The problem
Take the line that contains "point: stone tower, one" as the first line and the final line of the records as the last; return exactly those lines and the lines between.

Material provided
□ □ □ □

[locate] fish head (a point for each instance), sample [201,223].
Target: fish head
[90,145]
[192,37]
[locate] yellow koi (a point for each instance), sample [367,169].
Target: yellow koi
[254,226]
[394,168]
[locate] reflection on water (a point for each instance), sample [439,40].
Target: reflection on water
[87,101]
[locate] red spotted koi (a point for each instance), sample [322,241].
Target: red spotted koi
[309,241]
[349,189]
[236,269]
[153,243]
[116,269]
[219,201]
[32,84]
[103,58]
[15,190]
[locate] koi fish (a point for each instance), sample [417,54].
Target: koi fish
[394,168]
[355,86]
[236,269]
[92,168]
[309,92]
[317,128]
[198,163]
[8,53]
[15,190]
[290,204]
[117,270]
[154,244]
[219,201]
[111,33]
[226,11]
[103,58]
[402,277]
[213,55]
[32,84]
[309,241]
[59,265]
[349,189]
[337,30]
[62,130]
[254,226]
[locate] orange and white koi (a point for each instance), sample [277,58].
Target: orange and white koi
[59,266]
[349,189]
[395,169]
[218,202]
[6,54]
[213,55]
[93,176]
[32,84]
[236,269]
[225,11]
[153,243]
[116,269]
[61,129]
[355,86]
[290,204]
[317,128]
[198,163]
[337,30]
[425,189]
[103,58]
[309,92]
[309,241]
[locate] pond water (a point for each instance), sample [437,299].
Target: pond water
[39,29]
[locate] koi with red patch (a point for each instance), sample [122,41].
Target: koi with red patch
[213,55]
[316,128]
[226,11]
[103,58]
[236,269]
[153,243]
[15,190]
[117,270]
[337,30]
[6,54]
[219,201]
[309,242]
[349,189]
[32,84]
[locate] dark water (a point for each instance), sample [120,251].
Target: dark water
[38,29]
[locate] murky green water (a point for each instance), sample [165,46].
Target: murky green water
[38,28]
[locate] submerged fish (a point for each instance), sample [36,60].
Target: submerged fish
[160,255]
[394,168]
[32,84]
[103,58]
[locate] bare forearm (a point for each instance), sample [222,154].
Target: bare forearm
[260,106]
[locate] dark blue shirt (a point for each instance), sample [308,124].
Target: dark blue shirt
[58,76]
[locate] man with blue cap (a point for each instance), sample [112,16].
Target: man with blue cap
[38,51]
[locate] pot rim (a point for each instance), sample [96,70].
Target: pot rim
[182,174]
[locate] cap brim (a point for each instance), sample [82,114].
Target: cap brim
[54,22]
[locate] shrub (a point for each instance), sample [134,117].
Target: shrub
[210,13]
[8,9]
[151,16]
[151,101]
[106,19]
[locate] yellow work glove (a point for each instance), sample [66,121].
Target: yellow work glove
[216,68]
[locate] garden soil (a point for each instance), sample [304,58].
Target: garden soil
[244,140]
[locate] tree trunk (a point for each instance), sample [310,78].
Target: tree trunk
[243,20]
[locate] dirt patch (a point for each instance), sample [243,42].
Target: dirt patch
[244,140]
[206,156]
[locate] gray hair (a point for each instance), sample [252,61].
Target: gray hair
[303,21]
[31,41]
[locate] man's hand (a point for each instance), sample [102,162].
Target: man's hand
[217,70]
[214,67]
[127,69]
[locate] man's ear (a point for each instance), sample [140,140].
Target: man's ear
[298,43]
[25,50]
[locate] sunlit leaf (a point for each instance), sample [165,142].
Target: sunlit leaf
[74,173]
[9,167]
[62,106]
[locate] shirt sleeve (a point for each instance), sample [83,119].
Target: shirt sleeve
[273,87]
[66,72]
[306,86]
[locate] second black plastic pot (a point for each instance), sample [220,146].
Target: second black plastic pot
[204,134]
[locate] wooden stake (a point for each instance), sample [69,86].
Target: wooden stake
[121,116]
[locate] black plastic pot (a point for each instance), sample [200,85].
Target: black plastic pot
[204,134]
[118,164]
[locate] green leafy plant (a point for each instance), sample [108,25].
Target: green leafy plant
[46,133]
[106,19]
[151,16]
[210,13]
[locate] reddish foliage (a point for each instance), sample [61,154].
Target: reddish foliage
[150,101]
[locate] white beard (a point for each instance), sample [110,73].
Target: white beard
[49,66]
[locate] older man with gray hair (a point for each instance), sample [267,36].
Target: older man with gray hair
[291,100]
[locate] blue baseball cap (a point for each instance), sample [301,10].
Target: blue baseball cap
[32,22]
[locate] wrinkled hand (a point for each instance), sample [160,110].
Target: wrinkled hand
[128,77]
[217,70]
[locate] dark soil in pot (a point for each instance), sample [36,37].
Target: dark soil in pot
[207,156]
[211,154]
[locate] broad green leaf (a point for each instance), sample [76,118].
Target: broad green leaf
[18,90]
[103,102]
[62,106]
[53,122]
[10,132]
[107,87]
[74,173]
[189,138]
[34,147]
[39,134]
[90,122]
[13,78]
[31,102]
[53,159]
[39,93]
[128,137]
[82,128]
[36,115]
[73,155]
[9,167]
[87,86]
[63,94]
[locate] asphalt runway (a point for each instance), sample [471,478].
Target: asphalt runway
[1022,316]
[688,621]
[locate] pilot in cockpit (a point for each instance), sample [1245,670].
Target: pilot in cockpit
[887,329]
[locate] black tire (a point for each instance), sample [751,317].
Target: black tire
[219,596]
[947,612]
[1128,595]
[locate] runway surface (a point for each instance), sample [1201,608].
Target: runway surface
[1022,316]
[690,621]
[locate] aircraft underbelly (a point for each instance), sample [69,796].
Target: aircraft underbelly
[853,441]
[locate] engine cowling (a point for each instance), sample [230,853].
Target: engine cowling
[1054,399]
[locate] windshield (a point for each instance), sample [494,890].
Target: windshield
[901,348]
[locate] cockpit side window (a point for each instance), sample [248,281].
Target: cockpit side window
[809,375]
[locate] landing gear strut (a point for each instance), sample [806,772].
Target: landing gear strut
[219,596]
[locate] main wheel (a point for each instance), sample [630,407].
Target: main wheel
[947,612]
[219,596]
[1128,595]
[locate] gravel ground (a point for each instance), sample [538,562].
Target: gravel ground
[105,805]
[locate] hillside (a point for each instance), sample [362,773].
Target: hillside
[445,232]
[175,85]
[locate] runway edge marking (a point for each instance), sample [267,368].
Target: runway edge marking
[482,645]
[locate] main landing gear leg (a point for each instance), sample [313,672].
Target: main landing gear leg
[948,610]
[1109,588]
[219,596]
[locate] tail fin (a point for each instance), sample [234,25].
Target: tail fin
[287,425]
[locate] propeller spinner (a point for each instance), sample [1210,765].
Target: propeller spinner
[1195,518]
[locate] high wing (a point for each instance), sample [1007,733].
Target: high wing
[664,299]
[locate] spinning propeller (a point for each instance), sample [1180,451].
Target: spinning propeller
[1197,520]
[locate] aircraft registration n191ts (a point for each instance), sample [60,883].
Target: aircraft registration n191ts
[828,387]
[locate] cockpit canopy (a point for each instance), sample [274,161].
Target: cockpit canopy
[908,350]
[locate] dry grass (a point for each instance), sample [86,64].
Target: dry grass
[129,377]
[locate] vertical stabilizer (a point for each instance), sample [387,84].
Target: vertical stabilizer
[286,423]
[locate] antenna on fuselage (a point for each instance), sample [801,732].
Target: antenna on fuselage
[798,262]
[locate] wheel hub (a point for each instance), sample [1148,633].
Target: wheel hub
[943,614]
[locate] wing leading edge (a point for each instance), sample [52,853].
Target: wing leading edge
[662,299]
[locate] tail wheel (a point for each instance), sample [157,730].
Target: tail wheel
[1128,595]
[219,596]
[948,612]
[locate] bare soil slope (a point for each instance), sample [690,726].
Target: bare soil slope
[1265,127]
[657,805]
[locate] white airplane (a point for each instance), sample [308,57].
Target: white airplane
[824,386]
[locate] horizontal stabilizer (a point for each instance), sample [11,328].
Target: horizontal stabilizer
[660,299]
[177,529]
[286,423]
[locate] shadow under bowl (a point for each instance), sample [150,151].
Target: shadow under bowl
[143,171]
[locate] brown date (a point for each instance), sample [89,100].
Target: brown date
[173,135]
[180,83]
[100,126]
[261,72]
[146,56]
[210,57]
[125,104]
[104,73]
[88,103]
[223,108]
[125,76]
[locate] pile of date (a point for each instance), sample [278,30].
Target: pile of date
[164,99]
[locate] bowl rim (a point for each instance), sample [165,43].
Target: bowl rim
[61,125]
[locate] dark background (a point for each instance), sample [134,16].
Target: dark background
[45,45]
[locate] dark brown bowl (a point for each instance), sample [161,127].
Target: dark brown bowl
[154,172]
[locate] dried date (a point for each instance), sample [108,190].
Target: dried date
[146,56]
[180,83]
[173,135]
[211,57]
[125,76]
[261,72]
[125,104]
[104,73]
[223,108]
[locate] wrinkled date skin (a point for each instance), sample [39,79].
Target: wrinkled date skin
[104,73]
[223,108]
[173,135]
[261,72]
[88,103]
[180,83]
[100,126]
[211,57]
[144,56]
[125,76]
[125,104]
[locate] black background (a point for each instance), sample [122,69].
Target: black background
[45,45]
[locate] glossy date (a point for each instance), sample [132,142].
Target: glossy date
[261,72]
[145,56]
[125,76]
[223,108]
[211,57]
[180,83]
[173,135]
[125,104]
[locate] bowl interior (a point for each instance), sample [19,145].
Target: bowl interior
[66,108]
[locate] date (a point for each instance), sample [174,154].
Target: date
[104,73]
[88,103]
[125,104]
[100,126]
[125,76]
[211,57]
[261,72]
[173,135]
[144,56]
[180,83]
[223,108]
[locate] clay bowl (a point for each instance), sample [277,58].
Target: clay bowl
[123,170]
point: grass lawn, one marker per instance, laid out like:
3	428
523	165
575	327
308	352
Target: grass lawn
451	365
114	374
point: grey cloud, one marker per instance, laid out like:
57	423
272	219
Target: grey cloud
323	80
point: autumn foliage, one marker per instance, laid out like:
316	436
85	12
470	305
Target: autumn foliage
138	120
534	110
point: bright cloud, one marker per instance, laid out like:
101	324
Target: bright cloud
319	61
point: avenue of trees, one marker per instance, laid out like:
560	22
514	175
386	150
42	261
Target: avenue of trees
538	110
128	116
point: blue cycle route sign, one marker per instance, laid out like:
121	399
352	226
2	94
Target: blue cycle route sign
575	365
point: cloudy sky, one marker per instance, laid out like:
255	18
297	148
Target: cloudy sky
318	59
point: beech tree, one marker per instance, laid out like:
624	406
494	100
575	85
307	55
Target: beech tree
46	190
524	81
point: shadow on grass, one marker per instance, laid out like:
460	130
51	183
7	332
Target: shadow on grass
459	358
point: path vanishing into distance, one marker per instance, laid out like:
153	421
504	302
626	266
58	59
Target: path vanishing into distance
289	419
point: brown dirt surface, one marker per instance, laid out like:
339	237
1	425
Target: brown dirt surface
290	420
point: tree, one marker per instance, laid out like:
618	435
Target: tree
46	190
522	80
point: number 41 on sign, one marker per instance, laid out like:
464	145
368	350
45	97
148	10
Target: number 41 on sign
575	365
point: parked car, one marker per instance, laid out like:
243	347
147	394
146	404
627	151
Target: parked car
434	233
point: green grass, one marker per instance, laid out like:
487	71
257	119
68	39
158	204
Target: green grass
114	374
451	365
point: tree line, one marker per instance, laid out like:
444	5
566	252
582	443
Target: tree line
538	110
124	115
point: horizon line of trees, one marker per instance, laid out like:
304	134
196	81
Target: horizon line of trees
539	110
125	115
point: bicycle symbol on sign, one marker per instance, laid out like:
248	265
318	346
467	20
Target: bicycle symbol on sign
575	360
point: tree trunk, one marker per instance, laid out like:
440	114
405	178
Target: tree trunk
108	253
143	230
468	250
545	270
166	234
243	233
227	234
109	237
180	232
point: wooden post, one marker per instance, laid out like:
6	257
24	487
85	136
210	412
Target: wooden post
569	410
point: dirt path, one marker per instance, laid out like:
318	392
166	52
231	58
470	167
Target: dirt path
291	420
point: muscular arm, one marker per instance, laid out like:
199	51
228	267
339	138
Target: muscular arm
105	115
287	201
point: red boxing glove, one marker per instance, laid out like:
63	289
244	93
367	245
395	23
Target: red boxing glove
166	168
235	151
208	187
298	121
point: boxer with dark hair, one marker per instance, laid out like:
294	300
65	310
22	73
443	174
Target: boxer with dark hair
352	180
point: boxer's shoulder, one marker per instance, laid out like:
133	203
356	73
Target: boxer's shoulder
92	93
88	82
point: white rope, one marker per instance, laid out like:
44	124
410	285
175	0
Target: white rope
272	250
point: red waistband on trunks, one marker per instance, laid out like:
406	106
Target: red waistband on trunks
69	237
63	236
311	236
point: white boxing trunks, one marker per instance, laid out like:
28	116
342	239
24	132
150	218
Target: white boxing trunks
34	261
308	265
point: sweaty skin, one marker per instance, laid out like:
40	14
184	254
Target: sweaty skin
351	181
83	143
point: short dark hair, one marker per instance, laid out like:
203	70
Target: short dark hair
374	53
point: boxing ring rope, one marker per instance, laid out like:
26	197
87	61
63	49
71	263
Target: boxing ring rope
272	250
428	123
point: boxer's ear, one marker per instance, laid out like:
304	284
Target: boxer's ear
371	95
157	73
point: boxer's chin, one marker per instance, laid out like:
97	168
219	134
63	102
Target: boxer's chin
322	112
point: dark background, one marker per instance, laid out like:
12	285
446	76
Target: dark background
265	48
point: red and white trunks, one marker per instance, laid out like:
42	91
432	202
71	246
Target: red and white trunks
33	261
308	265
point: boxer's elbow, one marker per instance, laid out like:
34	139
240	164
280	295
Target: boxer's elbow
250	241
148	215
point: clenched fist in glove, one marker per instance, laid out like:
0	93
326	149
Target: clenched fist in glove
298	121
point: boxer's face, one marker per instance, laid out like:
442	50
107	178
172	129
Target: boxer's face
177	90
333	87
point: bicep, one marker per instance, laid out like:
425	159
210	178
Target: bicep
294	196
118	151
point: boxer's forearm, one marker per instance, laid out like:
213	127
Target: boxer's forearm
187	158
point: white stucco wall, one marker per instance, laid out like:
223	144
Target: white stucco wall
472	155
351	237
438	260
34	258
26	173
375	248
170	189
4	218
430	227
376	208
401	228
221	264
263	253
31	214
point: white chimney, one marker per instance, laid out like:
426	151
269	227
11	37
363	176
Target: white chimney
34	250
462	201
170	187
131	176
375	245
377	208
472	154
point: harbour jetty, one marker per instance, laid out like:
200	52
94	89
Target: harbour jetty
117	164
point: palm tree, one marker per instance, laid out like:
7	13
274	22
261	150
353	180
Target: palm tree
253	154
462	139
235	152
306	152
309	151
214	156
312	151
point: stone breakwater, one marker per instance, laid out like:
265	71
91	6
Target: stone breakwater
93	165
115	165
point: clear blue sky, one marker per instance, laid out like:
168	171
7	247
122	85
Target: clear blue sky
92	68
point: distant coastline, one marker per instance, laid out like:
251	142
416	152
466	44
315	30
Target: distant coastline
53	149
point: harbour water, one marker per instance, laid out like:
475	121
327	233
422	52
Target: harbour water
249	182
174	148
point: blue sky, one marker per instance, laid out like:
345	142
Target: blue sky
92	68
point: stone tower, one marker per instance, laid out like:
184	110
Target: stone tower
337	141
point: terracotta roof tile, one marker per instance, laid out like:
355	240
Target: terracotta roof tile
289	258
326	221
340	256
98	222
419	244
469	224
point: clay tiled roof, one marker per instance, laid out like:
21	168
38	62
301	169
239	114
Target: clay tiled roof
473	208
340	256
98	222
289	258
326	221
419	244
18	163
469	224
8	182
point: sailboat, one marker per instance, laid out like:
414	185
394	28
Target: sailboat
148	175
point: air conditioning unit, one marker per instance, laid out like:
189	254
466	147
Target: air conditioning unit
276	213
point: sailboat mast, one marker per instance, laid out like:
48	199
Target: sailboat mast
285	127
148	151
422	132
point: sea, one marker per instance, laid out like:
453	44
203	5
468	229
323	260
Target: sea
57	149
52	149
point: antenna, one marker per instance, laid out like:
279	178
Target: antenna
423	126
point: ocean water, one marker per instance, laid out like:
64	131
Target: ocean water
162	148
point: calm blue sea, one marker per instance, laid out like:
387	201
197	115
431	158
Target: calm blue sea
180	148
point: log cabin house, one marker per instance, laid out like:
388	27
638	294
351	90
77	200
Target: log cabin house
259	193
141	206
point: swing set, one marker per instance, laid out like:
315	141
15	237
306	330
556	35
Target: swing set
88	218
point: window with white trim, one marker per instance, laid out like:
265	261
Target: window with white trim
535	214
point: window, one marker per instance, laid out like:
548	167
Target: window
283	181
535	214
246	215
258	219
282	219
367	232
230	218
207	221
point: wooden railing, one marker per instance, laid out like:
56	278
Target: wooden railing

□ □ □ □

Task solution
point: stone tower, one marker per instance, laid out like:
184	110
Target: stone tower
337	141
point: terracotta roof tile, one marker per instance, laid out like:
355	240
Target: terracotta roof tile
289	258
326	221
340	256
98	222
419	244
469	224
point: clay tiled roof, one marker per instance, laid out like:
21	168
38	62
301	169
239	114
Target: clay tiled roof
473	208
340	256
98	222
289	258
326	221
419	244
18	163
469	224
8	182
point: sailboat, one marker per instance, laid out like:
414	185
394	28
Target: sailboat
148	175
point: air conditioning unit, one marker per instance, laid out like:
189	254
466	147
Target: air conditioning unit
276	213
point: sailboat mast, one marker per instance, laid out like:
48	199
Target: sailboat mast
285	127
148	151
422	132
point: sea, one marker per instance, laid out like:
453	44
203	5
468	229
323	260
Target: sea
57	149
52	149
point: antenna, one marker per instance, laid out like:
279	178
Target: antenna
423	126
point: ocean water, one marker per instance, laid out like:
64	131
Target: ocean water
162	148
point: calm blue sea, one marker per instance, laid out like:
387	201
197	115
431	158
Target: calm blue sea
180	148
point: log cabin house, one marker per instance, laid out like:
388	27
638	294
351	90
77	200
Target: log cabin house
259	193
141	206
point: swing set, one marker per instance, laid out like:
315	141
15	237
306	330
556	35
Target: swing set
88	218
point: window with white trim, one marker per instance, laid out like:
265	261
Target: window with white trim
535	214
point: window, one marker per instance, laid out like:
548	167
Target: window
283	181
535	214
246	215
258	219
282	219
367	232
230	218
207	221
point: wooden railing, one marker per instance, laid out like:
56	278
Target: wooden railing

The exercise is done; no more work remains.